**YOUR GOAL**
Transcribe the data that follows without changing a word, and omit the pictures.

**TASK INPUT**
►

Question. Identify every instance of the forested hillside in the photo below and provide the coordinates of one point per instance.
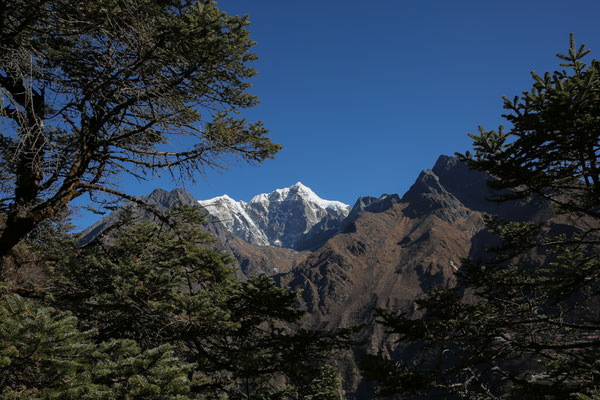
(480, 282)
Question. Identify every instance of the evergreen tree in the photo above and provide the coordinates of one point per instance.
(44, 355)
(161, 285)
(91, 90)
(525, 321)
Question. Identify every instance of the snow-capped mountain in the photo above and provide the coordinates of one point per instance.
(282, 218)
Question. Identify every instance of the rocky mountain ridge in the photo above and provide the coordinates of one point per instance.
(386, 251)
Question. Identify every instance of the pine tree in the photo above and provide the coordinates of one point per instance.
(525, 321)
(161, 284)
(44, 355)
(91, 90)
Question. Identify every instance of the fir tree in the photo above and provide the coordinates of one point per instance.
(158, 284)
(525, 321)
(97, 89)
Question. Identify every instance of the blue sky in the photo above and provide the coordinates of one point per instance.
(365, 95)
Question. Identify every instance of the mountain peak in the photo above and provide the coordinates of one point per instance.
(283, 217)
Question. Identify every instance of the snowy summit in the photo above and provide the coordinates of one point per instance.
(281, 218)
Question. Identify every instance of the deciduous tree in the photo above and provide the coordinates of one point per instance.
(91, 90)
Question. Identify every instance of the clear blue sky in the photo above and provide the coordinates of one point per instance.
(365, 95)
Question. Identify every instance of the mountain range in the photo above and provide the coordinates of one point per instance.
(384, 251)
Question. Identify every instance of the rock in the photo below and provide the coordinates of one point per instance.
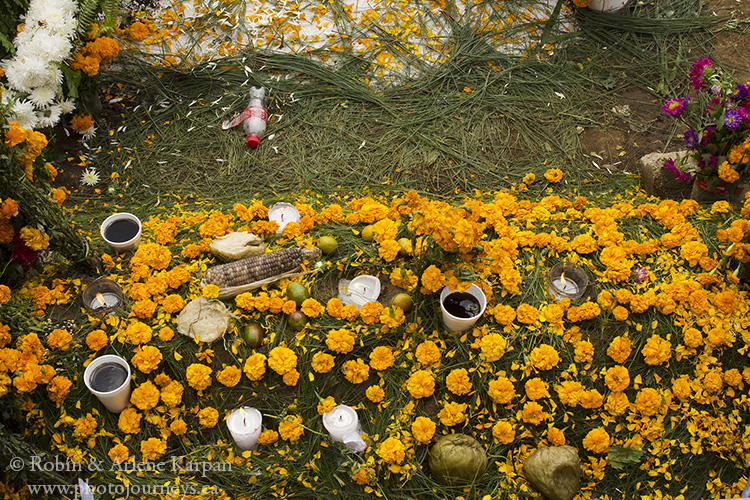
(658, 181)
(457, 459)
(554, 471)
(236, 246)
(203, 319)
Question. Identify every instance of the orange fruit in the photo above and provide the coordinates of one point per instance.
(404, 246)
(402, 301)
(327, 244)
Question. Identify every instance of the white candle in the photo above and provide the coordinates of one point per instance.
(283, 213)
(340, 421)
(342, 424)
(244, 425)
(105, 300)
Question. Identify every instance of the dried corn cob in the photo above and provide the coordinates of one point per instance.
(259, 267)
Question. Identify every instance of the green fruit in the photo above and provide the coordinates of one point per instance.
(253, 334)
(457, 459)
(297, 292)
(402, 301)
(297, 321)
(327, 244)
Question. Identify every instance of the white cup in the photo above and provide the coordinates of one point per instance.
(607, 5)
(117, 399)
(121, 246)
(456, 324)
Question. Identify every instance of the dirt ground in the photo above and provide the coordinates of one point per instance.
(619, 146)
(646, 127)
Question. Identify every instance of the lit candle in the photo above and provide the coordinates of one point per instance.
(283, 214)
(105, 300)
(244, 425)
(567, 280)
(566, 286)
(342, 424)
(102, 294)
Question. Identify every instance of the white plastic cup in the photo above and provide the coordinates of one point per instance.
(121, 246)
(456, 324)
(607, 5)
(115, 400)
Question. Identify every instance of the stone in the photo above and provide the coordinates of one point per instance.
(554, 471)
(203, 319)
(658, 181)
(237, 245)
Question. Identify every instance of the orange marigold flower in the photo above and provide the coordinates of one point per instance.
(382, 358)
(501, 390)
(322, 362)
(656, 351)
(392, 451)
(198, 376)
(597, 441)
(356, 371)
(452, 413)
(619, 349)
(281, 359)
(153, 448)
(421, 384)
(458, 381)
(544, 357)
(428, 353)
(553, 175)
(291, 429)
(504, 432)
(423, 429)
(145, 396)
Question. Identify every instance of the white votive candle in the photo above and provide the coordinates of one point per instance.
(340, 421)
(283, 214)
(244, 425)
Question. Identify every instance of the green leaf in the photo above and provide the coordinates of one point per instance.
(620, 456)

◄

**TASK OUTPUT**
Question. Identify every instance of the forested hillside in the photo below and provide the coordinates of one point per instance.
(480, 282)
Question. Identify every instance of the evergreen tree in the photo above and provide the coordinates of one point per instance.
(44, 355)
(161, 285)
(91, 90)
(525, 321)
Question. Identify every instance of the snow-capped mountain in the photo above and provide the coordinates of one point per instance.
(282, 218)
Question. Identify every instance of the rocky mountain ridge in the photo above and provide the coordinates of one point per instance.
(386, 251)
Question. Identify every instance of the pine tree in the photo above and provide the coordinates of one point per instance.
(525, 321)
(161, 284)
(44, 355)
(91, 90)
Question. Identify every instance of the fir tree in the photo above and provide the coordinates of one point per instance.
(158, 284)
(525, 321)
(97, 89)
Question. Identify every instance of the blue sky in the photo above and provide the coordinates of one point per instance.
(365, 95)
Question. Identify every instance of the mountain peak in the photo above and provide the coordinates of one point per instance.
(283, 217)
Question. Identify every instance of the snowy summit in the photo above and provide the coordinates of one point per instance.
(281, 218)
Question. Identify every instance of the deciduous tree in the photo above and provide the coordinates of one point per instance.
(91, 90)
Question. Identify every instance of the clear blue sky in the photo above and provide the coordinates of one point per instance.
(365, 95)
Question. Identify every instance of the mountain range in the photo above and provide the coordinates of one point per instance.
(384, 251)
Question. Identify every instance of the rock in the photo below and provide the coordinates of one point per instance.
(658, 181)
(457, 459)
(554, 471)
(236, 246)
(203, 319)
Question. Identify every instance of the orange fruit in the photo above and provide the coordinates of one point per instance.
(404, 246)
(402, 301)
(327, 244)
Question. Identify every instance of the white candle in the photo above and provide the coordinates of one point per instance.
(283, 213)
(340, 421)
(342, 424)
(244, 425)
(105, 300)
Question. Identify every instance of the dried corn cob in the photo above and provide the coordinates of one point per instance.
(259, 267)
Question. Identify every instance of the green fruit in the photo above and provide the coordinates of one point per instance.
(253, 334)
(457, 459)
(297, 292)
(402, 301)
(297, 321)
(327, 244)
Question. Identify every instance of the white cup in the photo above and provide the coordinates of one point per instance.
(607, 5)
(117, 399)
(121, 246)
(456, 324)
Question. Identify every instance of the dirt ground in the photo above and provide the coordinates of one point per instance.
(619, 146)
(646, 127)
Question. Identify every instance of the lit candle in the photo above and provide the coordinates of one point per instance.
(283, 214)
(105, 300)
(244, 425)
(567, 280)
(566, 286)
(342, 424)
(102, 294)
Question. Identify every instance of the white plastic cup in the photo above and provide the coordinates of one point per instance.
(121, 246)
(456, 324)
(607, 5)
(115, 400)
Question. Identify every instance of the stone in the photo above and provide the coordinates of one point per instance.
(554, 471)
(203, 319)
(658, 181)
(237, 245)
Question. Identify every instance of the orange marigold flower in the photo above and provide the coordinates of one point per instance.
(382, 358)
(501, 390)
(322, 362)
(656, 351)
(392, 451)
(198, 376)
(597, 441)
(356, 371)
(452, 413)
(619, 349)
(281, 359)
(153, 448)
(421, 384)
(458, 381)
(544, 357)
(428, 353)
(553, 175)
(291, 429)
(504, 432)
(423, 429)
(145, 396)
Question. Identify every instance of the white votive candle in the photo above and provide the coordinates of one point per instance.
(340, 421)
(283, 214)
(244, 425)
Question. Identify every instance of the green leaf in the photo above and provide the coordinates of one point per instance.
(620, 456)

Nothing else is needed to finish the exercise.